--- SÉRIE D'EXERCICES ---
1. Les affirmations suivantes concordent-elles avec le texte sur la chourmo ? Pour chacune, répondez par oui ou par non et citez textuellement les mots du texte qui tranchent. (a) Au 17e siècle, la chourmo désignait des prisonniers et des esclaves qui faisaient avancer les galères royales. (b) Lole est partie et Fabio ne pense plus du tout à elle. (c) D'après le texte, la chourmo d'aujourd'hui n'est que misère, sans aucune solidarité.
2. Dans le texte sur la chourmo, au bord de quel lieu Fabio invoque-t-il les morts ?
3. Prolongez le texte sur la chourmo à partir de la phrase sur laquelle il s'arrête.

--- TEXTE ---

+--

Tu fuis mais elle est là, douce salope, qui guette le faux pas qui t'enverra dans le décor du sentier de ta vie. Prête à tout. Patiente et sage comme l'éternité.

Alors tu plonges plus profond encore, dans les bas-fonds de la galère et tu y vas gaiement : dealers, toxicos, balances. C'est la "chourmo". Nom donné aux prisonniers de droit commun et aux esclaves qui au 17ème siècle servaient de moteur aux galères royales, enfermés dans l'arsenal de Marseille. Aujourd'hui, la chourmo c'est le quotidien de misère, les combines pour un billet, le chômage, la dèche qui referme ses serres sur les cous graciles. Mais c'est aussi une certaine solidarité. Ceux qui, enchaînés au banc de l'infortune ou au ban de la société, rament d'une même cadence.

Pour qui sait lire les signes que les dieux envoient pour alerter les hommes des embûches à venir, l'avertissement est clair : le malheur et sa mauvaise étoile sont bien là, tapis derrière les nuages. Pavie que tu croises dans ton périple et son prénom de désastre ne sont pas là pour rien. Pourtant Fabio, tu ne vois rien ou tu éludes.

Tu poses des colis piégés et tentes ensuite de les désamorcer avec la nonchalance suicidaire d'un démineur daltonien. Tu vis un présent dangereux noyé dans un passé éthéré qui ne passe pas. Tes fantômes continuent à te hanter, t'obséder. Lole s'est à nouveau déguisée en courant d'air, mais tu la vois partout. Tu discutes avec son absence. Tu étreins son parfum menthe basilic. Gitane à la fumée évanescente.

Marseille elle aussi voit ses souvenirs et ses antiques vestiges mis à nu par les tractopelles des promoteurs. Un hier qui gratte sous la surface des trottoirs mais qu'aujourd'hui ne veut plus entendre. Comme un vieux cadavre encombrant et demi-mort, mal enterré. Qui pue. Qui hurle la gloire ancienne dans le désert de la rue contemporaine et pressée.

Tu endosses les habits trop serrés du héros mythologique. Ulysse inversé. Tu invoques les morts au bord du Lacydon (la nekuia) et tu restes chez toi en rêvant d'un ailleurs, par delà les champs noirs des flots. Ta ruse te sort mille fois d'affaire mais à la fin, tout cela t'use.

Marin perdu. Tu prends l'amer sans larguer les amarres.

Les "où" qui nomment les chapitres font écho à ta divagation, à ton voyage immobile. Choeur triste et sombre qui rythme tes pas dans un chant lugubre.

"Un café brûlant à la main, je me plantais devant la mer, laissant mon regard errer au plus loin. Là où même les souvenirs n'ont plus cours. Là où tout bascule, au phare de Planier, à vingt milles de la côte.

+--

--- DONNÉES FOURNIES ---
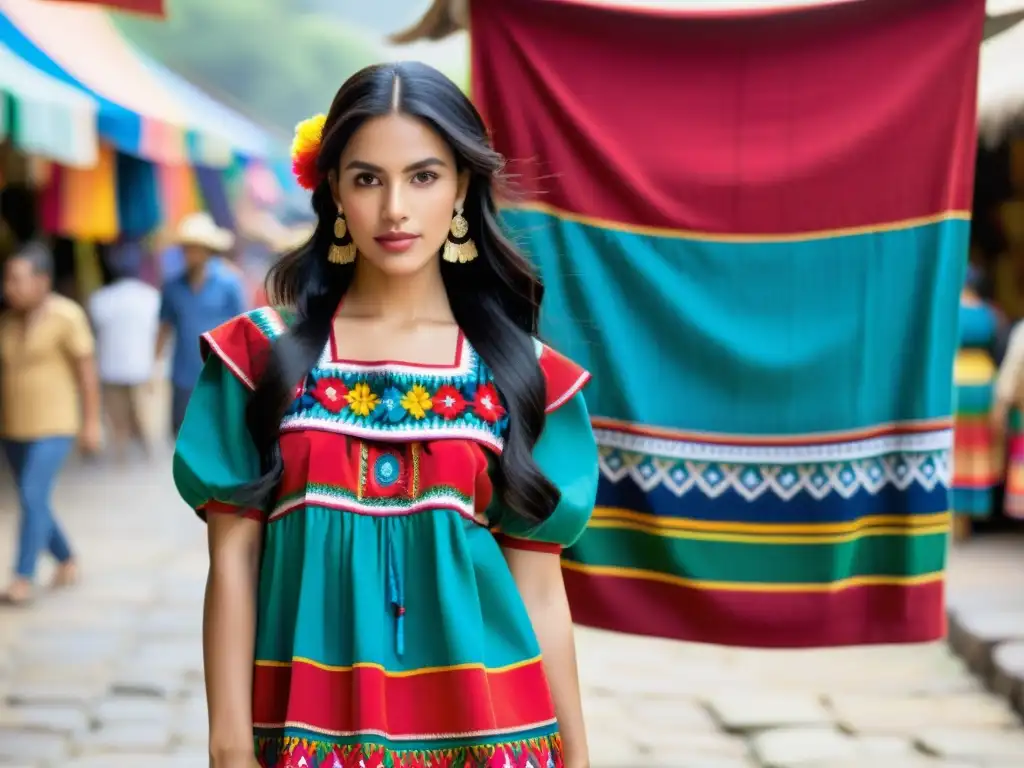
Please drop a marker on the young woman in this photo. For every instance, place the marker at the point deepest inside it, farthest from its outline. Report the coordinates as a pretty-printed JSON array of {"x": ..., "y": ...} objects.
[{"x": 390, "y": 466}]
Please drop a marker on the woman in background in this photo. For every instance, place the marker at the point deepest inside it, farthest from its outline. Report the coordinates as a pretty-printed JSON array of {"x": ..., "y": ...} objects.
[{"x": 977, "y": 448}]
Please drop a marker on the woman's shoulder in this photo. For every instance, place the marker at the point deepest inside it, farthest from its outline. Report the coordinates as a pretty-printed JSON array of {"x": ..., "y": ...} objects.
[
  {"x": 563, "y": 377},
  {"x": 243, "y": 342}
]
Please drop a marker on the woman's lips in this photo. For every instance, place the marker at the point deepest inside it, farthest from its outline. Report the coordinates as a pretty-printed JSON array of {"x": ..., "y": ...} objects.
[{"x": 397, "y": 242}]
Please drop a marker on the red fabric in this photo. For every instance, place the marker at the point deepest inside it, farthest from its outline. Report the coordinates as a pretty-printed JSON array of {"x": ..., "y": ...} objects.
[
  {"x": 562, "y": 377},
  {"x": 49, "y": 201},
  {"x": 317, "y": 458},
  {"x": 851, "y": 616},
  {"x": 244, "y": 347},
  {"x": 795, "y": 122},
  {"x": 366, "y": 699},
  {"x": 146, "y": 7},
  {"x": 527, "y": 545}
]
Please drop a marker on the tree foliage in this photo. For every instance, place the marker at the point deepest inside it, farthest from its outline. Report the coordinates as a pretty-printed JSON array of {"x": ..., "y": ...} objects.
[{"x": 278, "y": 59}]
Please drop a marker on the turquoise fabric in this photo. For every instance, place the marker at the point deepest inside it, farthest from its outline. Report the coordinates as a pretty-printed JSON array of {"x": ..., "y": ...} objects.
[
  {"x": 708, "y": 337},
  {"x": 573, "y": 472},
  {"x": 214, "y": 456},
  {"x": 324, "y": 588},
  {"x": 978, "y": 327}
]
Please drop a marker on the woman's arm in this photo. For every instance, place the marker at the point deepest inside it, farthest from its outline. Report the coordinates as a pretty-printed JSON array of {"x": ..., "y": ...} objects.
[
  {"x": 539, "y": 577},
  {"x": 229, "y": 636}
]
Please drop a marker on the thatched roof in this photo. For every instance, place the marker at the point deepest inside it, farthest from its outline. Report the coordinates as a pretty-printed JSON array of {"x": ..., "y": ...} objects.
[
  {"x": 1000, "y": 86},
  {"x": 448, "y": 16},
  {"x": 442, "y": 18}
]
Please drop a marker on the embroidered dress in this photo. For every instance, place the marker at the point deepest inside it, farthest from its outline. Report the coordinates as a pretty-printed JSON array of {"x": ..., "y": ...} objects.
[
  {"x": 976, "y": 461},
  {"x": 390, "y": 631}
]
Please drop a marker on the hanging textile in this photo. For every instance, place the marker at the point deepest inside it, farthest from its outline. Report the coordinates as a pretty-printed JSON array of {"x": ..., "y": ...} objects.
[
  {"x": 753, "y": 229},
  {"x": 138, "y": 198},
  {"x": 214, "y": 193},
  {"x": 146, "y": 7},
  {"x": 178, "y": 192},
  {"x": 88, "y": 200}
]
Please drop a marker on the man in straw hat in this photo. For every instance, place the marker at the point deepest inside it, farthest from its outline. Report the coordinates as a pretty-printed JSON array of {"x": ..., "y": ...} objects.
[{"x": 206, "y": 295}]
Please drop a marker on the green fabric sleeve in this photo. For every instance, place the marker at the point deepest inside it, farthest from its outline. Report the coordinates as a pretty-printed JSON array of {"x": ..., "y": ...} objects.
[
  {"x": 214, "y": 454},
  {"x": 566, "y": 453}
]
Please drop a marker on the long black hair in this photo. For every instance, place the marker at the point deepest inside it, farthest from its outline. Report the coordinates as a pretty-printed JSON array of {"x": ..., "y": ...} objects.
[{"x": 495, "y": 299}]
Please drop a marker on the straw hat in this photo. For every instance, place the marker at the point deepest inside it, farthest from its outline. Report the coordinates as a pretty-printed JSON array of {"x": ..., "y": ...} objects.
[{"x": 201, "y": 229}]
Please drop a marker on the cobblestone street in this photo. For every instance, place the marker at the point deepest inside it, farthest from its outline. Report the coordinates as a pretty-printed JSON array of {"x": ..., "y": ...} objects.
[{"x": 110, "y": 674}]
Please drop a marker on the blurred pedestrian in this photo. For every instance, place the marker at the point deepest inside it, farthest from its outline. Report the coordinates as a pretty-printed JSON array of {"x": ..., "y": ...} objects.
[
  {"x": 125, "y": 315},
  {"x": 199, "y": 300},
  {"x": 49, "y": 393},
  {"x": 978, "y": 449}
]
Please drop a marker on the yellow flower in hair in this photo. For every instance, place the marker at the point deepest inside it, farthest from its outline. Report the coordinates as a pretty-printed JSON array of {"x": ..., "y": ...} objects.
[{"x": 305, "y": 147}]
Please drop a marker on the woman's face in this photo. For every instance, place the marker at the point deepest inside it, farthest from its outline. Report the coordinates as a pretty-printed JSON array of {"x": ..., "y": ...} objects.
[{"x": 398, "y": 186}]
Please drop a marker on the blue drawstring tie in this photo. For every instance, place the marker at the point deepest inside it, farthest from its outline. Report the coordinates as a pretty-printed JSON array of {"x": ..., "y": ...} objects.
[{"x": 395, "y": 595}]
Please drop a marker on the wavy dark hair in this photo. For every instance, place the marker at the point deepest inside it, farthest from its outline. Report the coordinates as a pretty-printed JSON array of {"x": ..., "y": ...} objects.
[{"x": 495, "y": 299}]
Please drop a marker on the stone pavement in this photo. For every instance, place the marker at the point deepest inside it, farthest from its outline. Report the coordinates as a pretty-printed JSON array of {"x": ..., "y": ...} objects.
[{"x": 110, "y": 674}]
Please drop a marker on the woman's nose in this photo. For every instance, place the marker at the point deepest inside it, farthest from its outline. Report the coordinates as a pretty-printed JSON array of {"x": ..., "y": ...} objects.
[{"x": 394, "y": 206}]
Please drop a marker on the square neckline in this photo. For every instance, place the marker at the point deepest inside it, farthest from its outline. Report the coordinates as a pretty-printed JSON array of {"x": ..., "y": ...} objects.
[{"x": 460, "y": 354}]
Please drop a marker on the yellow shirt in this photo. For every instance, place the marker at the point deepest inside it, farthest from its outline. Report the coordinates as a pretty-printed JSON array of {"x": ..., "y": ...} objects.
[{"x": 39, "y": 393}]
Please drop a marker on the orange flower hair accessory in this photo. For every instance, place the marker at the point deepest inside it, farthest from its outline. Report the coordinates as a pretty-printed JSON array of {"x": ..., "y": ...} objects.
[{"x": 305, "y": 148}]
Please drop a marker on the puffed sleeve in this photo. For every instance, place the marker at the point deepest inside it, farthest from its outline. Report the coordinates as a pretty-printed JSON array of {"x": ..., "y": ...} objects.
[
  {"x": 214, "y": 456},
  {"x": 566, "y": 453}
]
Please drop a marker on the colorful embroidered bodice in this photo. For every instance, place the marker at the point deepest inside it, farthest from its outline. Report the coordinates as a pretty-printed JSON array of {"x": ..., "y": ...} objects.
[{"x": 382, "y": 582}]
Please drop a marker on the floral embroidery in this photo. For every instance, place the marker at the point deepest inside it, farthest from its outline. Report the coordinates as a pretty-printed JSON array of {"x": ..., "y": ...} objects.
[
  {"x": 331, "y": 393},
  {"x": 487, "y": 404},
  {"x": 417, "y": 401},
  {"x": 449, "y": 401},
  {"x": 390, "y": 408},
  {"x": 361, "y": 399}
]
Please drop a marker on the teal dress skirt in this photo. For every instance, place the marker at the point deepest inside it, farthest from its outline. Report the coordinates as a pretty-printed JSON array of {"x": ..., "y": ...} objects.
[{"x": 389, "y": 629}]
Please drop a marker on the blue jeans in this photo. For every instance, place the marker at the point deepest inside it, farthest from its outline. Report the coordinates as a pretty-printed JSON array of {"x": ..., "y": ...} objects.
[{"x": 35, "y": 465}]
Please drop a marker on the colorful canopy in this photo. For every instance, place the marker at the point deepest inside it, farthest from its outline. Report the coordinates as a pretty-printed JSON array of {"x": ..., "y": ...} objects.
[
  {"x": 143, "y": 110},
  {"x": 214, "y": 122},
  {"x": 47, "y": 117}
]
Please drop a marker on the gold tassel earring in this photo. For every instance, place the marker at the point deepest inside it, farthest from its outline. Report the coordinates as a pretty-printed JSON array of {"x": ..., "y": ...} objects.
[
  {"x": 459, "y": 248},
  {"x": 342, "y": 249}
]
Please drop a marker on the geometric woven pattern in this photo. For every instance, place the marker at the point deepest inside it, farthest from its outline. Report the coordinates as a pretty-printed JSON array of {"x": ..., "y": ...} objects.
[{"x": 927, "y": 469}]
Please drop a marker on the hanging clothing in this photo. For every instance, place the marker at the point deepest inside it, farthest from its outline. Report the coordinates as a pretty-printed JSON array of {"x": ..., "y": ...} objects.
[
  {"x": 1010, "y": 389},
  {"x": 976, "y": 466},
  {"x": 390, "y": 630}
]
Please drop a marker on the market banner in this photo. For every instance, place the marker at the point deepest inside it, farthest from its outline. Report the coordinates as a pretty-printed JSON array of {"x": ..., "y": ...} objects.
[
  {"x": 145, "y": 7},
  {"x": 753, "y": 229}
]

+--

--- CORRIGÉ DES EXERCICES ---
1.
(a) Oui : « Nom donné aux prisonniers de droit commun et aux esclaves qui au 17ème siècle servaient de moteur aux galères royales ».
(b) Non : « Lole s'est à nouveau déguisée en courant d'air, mais tu la vois partout. »
(c) Non : « Mais c'est aussi une certaine solidarité. »

2. Au bord du Lacydon.

3.
Pourquoi n'étais-je jamais parti , pour ne jamais revenir ? Pourquoi me laissai-je vieillir dans ce cabanon de trois sous, à regarder s'en aller les cargos ? Marseille, c'était sûr, y était pour beaucoup. Qu'on y soit né ou qu'on y débarque un jour, dans cette ville, on a vite aux pieds des semelles de plomb. Les voyages on les préfère dans le regard de l'autre. de celui qui revient après avoir affronté "le pire". Tel Ulysse. On l'aimait bien, Ulysse ici. Et les marseillais, au fil des siècles, tissaient et détissaient leur histoire comme la pauvre Pénélope. le drame aujourd'hui, c'est que Marseille ne regardait même plus l'Orient mais le reflet de ce qu'elle devenait.
Et moi j'étais comme elle. Et ce que je devenais, c'était rien, ou presque. Les illusions en moins, et le sourire en plus, peut-être. Je n'avais rien compris de ma vie, j'en étais sûr. Planier d'ailleurs, n'indiquait plus leur route aux bateaux. Il était désaffecté. Mais c'était ma seule croyance, cet au-delà des mers.

Je reviendrai m'échouer dans le coeur des navires.

Ce vers de Louis Brauquier, un poète marseillais, mon préféré, me revint en mémoire. Oui, me dis- je, quand je serai mort, j'embarquerai dans ce cargo qui part, à destination de mes rêves d'enfant. En paix enfin."

La mer, l'amour et la mort. Ces trois-là sont connues depuis Troie sur les rives de "notre mer".

Les ombres grandissent sous le soleil du maudit. Cours Fabio, vis. Ne te retourne pas et souviens toi d'Orphée et de la malheureuse Eurydice.

L'escalier comporte trois marches. Plus bas, on y gémit et on y meurt. La cale sèche.

Ne suis pas le chemin qui descend. La pente. le trajet dit.

Zigzague. Surprends et déjoue la trilogie.